⟨

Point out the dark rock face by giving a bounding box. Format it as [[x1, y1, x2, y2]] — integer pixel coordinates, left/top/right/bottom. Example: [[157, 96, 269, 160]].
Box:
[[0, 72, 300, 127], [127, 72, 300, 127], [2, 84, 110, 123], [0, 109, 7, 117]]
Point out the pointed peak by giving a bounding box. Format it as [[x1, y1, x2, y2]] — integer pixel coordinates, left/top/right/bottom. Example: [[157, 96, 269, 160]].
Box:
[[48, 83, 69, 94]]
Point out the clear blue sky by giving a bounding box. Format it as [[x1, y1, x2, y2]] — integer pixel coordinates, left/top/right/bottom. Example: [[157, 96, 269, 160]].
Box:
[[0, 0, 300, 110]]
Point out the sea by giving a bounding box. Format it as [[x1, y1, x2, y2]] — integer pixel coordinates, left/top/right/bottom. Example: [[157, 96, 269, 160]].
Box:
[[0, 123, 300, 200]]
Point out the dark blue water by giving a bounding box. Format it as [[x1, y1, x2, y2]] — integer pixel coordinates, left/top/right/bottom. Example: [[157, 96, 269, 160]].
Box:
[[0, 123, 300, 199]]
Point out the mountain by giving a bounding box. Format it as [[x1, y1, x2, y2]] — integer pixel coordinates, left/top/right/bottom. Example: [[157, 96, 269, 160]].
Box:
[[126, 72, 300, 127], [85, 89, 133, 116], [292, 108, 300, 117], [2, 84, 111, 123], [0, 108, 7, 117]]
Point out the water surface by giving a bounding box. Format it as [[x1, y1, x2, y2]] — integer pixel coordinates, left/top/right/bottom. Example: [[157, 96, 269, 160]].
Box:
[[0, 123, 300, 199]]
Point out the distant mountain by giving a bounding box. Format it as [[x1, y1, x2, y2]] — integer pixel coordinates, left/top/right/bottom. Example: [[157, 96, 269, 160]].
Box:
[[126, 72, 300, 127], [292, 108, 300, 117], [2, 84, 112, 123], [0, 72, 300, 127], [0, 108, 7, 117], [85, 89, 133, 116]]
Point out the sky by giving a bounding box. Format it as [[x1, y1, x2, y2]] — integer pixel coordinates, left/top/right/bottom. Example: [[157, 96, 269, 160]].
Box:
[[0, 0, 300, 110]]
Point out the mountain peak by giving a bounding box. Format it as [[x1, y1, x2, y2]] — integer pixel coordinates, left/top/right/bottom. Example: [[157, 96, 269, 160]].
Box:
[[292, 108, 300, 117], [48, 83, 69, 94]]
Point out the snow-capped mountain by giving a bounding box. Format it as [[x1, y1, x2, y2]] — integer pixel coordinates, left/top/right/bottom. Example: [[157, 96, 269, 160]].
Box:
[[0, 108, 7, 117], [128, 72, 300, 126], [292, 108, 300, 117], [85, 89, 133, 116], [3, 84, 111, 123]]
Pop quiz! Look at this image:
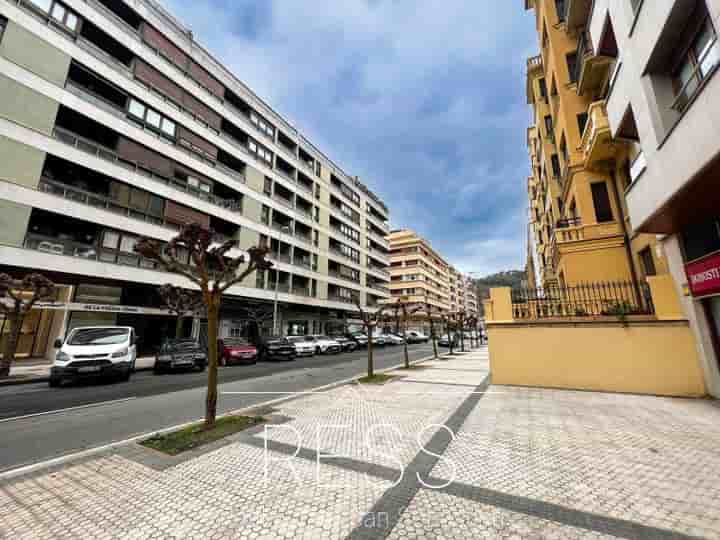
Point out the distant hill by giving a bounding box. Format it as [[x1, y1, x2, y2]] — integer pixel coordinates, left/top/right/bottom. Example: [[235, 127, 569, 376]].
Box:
[[473, 270, 525, 302]]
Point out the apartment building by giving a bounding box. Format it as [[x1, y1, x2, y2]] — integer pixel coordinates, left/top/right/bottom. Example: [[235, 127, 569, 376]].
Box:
[[525, 0, 668, 292], [570, 0, 720, 397], [449, 266, 478, 317], [0, 0, 390, 356]]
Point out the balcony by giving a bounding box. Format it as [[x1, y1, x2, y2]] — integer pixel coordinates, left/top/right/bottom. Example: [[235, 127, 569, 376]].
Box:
[[575, 32, 616, 95], [53, 127, 242, 212], [580, 101, 615, 168]]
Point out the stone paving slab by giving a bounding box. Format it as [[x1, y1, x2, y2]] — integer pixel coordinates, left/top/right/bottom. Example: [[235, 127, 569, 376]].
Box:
[[0, 348, 720, 540]]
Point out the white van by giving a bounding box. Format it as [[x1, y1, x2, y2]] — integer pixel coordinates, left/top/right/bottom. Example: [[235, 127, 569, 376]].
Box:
[[48, 326, 137, 386]]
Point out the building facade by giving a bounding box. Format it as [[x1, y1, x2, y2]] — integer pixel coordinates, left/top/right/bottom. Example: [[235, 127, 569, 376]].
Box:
[[525, 0, 668, 292], [571, 0, 720, 397], [0, 0, 390, 356], [387, 229, 478, 333]]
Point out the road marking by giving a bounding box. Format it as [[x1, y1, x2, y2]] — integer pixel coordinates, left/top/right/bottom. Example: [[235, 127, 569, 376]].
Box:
[[0, 396, 137, 424]]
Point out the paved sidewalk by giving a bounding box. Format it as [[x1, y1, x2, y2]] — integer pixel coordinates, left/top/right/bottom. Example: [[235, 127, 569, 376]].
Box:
[[0, 349, 720, 540]]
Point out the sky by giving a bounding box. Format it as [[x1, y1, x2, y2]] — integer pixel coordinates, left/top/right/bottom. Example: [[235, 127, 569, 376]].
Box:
[[162, 0, 537, 275]]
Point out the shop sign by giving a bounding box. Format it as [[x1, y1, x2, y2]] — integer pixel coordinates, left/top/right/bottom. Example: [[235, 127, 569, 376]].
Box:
[[685, 253, 720, 296]]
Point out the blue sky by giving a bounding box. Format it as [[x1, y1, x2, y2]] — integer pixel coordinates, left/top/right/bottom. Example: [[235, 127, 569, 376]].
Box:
[[163, 0, 537, 274]]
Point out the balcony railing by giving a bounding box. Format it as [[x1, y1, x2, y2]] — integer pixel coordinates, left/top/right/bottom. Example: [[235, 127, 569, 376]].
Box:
[[512, 281, 655, 319], [53, 128, 242, 213]]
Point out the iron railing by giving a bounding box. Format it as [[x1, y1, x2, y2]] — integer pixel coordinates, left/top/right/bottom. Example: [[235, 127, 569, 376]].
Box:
[[512, 281, 655, 319]]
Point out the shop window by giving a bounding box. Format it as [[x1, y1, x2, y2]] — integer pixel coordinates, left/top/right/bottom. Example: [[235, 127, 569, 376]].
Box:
[[681, 220, 720, 262]]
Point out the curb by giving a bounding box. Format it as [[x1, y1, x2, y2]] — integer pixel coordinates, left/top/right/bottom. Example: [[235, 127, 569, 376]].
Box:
[[0, 354, 462, 482]]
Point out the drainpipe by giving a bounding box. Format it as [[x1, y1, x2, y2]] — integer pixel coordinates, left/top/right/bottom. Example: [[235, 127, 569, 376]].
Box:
[[610, 169, 643, 302]]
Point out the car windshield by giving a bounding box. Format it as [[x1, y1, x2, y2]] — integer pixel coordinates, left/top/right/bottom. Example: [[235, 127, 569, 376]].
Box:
[[223, 338, 250, 347], [163, 339, 199, 351], [68, 328, 130, 345]]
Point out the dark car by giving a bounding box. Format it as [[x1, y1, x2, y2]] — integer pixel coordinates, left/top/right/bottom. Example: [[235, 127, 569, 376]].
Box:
[[330, 335, 358, 352], [258, 336, 297, 360], [218, 337, 258, 366], [153, 339, 207, 373]]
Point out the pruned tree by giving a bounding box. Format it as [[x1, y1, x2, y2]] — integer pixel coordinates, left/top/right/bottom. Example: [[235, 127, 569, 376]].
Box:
[[135, 223, 272, 429], [158, 283, 205, 339], [390, 297, 424, 369], [423, 302, 438, 358], [0, 273, 56, 377], [440, 313, 456, 356], [355, 298, 388, 378]]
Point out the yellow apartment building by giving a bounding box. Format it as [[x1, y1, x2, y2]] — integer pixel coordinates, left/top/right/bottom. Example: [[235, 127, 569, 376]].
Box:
[[387, 229, 450, 313], [525, 0, 668, 286]]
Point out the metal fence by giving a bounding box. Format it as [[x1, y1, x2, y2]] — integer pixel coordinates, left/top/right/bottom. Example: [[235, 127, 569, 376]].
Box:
[[512, 281, 655, 319]]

⟩

→ **Work to be completed**: Copy out all the items above word for word, and leave the pictures out of your copy.

→ **The completed task**:
Point out the dark rock face by giving a bounding box. Format it as [[x1, y1, x2, y2]] — integer pixel coordinates, left/top/right/bottom. Example: [[157, 96, 269, 160]].
Box:
[[0, 72, 300, 127], [127, 72, 300, 127], [2, 84, 110, 123], [0, 109, 7, 117]]
Point out the pointed peak by giving a bounding box. Format it as [[x1, y1, x2, y2]] — integer pixel coordinates, left/top/right/bottom. Example: [[157, 96, 269, 160]].
Box:
[[48, 83, 69, 94]]
Point out the clear blue sky by giving a bounding box. Format it as [[x1, y1, x2, y2]] — integer pixel coordinates, left/top/right/bottom. Example: [[157, 96, 269, 160]].
Box:
[[0, 0, 300, 110]]
Point out the sea by giving a bounding box. Format it as [[x1, y1, x2, y2]] — integer pixel coordinates, left/top/right/bottom. Example: [[157, 96, 269, 160]].
Box:
[[0, 123, 300, 200]]
Point out the dark blue water by giving a bounding box. Format it as [[x1, y1, x2, y2]] — integer pixel coordinates, left/top/right/bottom. Example: [[157, 96, 269, 160]].
Box:
[[0, 123, 300, 199]]
Point out the mountain by giving a bounding box. Format it as [[x1, y1, x2, y2]] — integer pixel coordinates, left/top/right/bottom. Example: [[157, 96, 269, 160]].
Box:
[[126, 72, 300, 127], [85, 89, 133, 116], [292, 108, 300, 117], [2, 84, 111, 123], [0, 108, 7, 117]]
Point out the water surface by giving a bounding box. Format it as [[x1, y1, x2, y2]] — integer pixel coordinates, left/top/right/bottom. Example: [[157, 96, 269, 160]].
Box:
[[0, 123, 300, 199]]
Point out the distant mountain by giving a bounding box. Format it as [[x1, y1, x2, y2]] — integer pixel coordinates, left/top/right/bottom. Example: [[157, 96, 269, 160]].
Box:
[[126, 72, 300, 127], [292, 108, 300, 117], [2, 84, 112, 123], [0, 72, 300, 127], [0, 108, 7, 117], [85, 89, 133, 116]]
Point out the sky by giving a bounding box. Format it as [[x1, y1, x2, y2]] — integer pixel coordinates, left/top/right/bottom. Example: [[157, 96, 269, 160]].
Box:
[[0, 0, 300, 110]]
Point out the mountain peak by giving a bounding box. Format it as [[x1, y1, x2, y2]] — integer pixel coordinates, left/top/right/bottom. Example: [[157, 96, 269, 160]].
Box:
[[292, 108, 300, 117], [48, 83, 69, 94]]
Point out the snow-capped mountain by giving a bounding box. Format it as [[x1, y1, x2, y2]] — integer pixel coordinates, left/top/right/bottom. Example: [[157, 96, 269, 160]].
Box:
[[0, 108, 7, 117], [128, 72, 300, 126], [292, 108, 300, 117], [85, 89, 133, 116], [3, 84, 111, 123]]
Pop quiz! Look at this image:
Point out the distant hill by giving a bounding box. Format it as [[x1, y1, x2, y2]] — integer pixel coordinates, left/top/right/bottom. Example: [[235, 127, 569, 376]].
Box:
[[473, 270, 525, 302]]
Point out the apartment building by giving a bounding box. Format it as [[x1, y1, x2, y2]] — integer pixel coordinates, left/top/right/bottom. Example: [[235, 127, 569, 376]].
Box:
[[525, 0, 668, 292], [570, 0, 720, 397], [449, 266, 478, 317], [0, 0, 390, 356]]
Point out the balcony by giving a bounding box. Format it as [[x1, y1, x2, y2]] — integer pixel coordinates, left/top/right/bottom. Example: [[235, 127, 569, 376]].
Box:
[[575, 32, 616, 95], [53, 127, 242, 212], [580, 101, 615, 168]]
Point out the stone paving slab by giving a bounding box. Format it as [[x1, y1, x2, y2]] — integer pixel coordinates, left/top/right/bottom. Example: [[235, 127, 569, 376]].
Box:
[[0, 348, 720, 540]]
Point out the white van by giving a bounding box. Format it as [[x1, y1, x2, y2]] — integer pixel coordinates, left/top/right/bottom. Example: [[235, 127, 569, 376]].
Box:
[[48, 326, 137, 386]]
Point out the building facade by giving a bounding box. Format it as [[x1, y1, x2, y2]] — integer pixel coordinates, left/top/right/bottom. Example: [[235, 127, 569, 376]].
Box:
[[525, 0, 668, 292], [571, 0, 720, 397], [0, 0, 390, 356], [387, 229, 478, 333]]
Point out the road marking by giving a bounding box. Format it as [[x1, y1, x2, y2]] — integer pixel coordinates, left/top/right/bottom. Example: [[235, 127, 569, 376]].
Box:
[[0, 396, 137, 424]]
Point out the paved sidewalk by giving a bounding box. Format it as [[x1, y1, x2, y2]] — integer pixel coordinates, left/top/right/bottom. Example: [[235, 127, 569, 376]].
Box:
[[0, 349, 720, 540]]
Point out the sky by giving a bounding box. Format it as [[x1, y1, x2, y2]] — integer pixel coordinates, left/top/right/bottom. Example: [[235, 127, 569, 376]].
Box:
[[162, 0, 537, 275]]
Point out the shop sign by giving a bounding box. Format it as [[x1, y1, x2, y2]] — integer pixel coordinates, left/top/right/bottom. Example: [[235, 127, 569, 376]].
Box:
[[685, 253, 720, 296]]
Point out the blue sky by giving a bounding box. Format it as [[x1, y1, x2, y2]] — integer pixel coordinates, left/top/right/bottom. Example: [[235, 127, 569, 376]].
Box:
[[163, 0, 537, 274]]
Point out the balcony railing by giving a bounding box. Format it as [[x1, y1, x2, y2]] — integer pixel coordinates, left/top/right/bottom. Example: [[235, 127, 569, 376]].
Box:
[[512, 281, 655, 319], [53, 128, 242, 213]]
Point out the iron railing by giving a bounding box. Format it as [[x1, y1, x2, y2]] — integer pixel coordinates, left/top/right/bottom. Example: [[235, 127, 569, 376]].
Box:
[[512, 281, 655, 319]]
Point out the shop window by giving a bounding box. Format it as [[x1, y1, x2, y2]] — integer pixel coordinates, left/top/right/bottom. Example: [[235, 127, 569, 376]].
Box:
[[681, 220, 720, 262]]
Point out the curb by giving a bounding box. Format it as [[x1, y1, x2, y2]] — integer pixel coordinates, left/top/right/bottom. Example: [[235, 127, 569, 376]].
Box:
[[0, 354, 462, 482]]
Point out the drainpipe by giving a bounding box. Format it as [[x1, y1, x2, y2]] — integer pixel coordinates, left/top/right/bottom. Example: [[235, 127, 569, 376]].
Box:
[[610, 169, 643, 302]]
Point out the car windshield by giving a bounding box. Format it as [[x1, y1, x2, y2]] — integer pixel coordinates, left/top/right/bottom. Example: [[235, 127, 569, 376]].
Box:
[[223, 338, 250, 347], [163, 339, 199, 351], [68, 328, 130, 345]]
Point out the dark car by giving a bounding box. Format it as [[x1, y1, x2, y2]] — integer pixel coordinates, left/top/right/bottom. Example: [[235, 127, 569, 376]].
Box:
[[330, 335, 358, 352], [258, 336, 297, 360], [218, 337, 258, 366], [153, 339, 207, 373]]
Point out the pruned tree by giving a bounding box. Format it as [[x1, y1, x2, y2]] — integer pixel coordinates, left/top/right/bottom. Example: [[235, 127, 569, 376]].
Box:
[[135, 223, 272, 429], [158, 283, 205, 339], [390, 297, 424, 369], [423, 302, 438, 358], [0, 273, 56, 377], [440, 313, 456, 356], [355, 298, 388, 378]]
Point out the yellow apartment building by giving a bounding box. Format it as [[x1, y1, x2, y2]] — integer pixel coordinates, left/top/right/bottom. Example: [[235, 127, 569, 376]].
Box:
[[387, 229, 450, 313], [525, 0, 668, 286]]
Point out the metal fence by giving a bounding box. Format it as [[x1, y1, x2, y2]] — integer pixel coordinates, left/top/right/bottom. Example: [[235, 127, 569, 376]].
Box:
[[512, 281, 655, 319]]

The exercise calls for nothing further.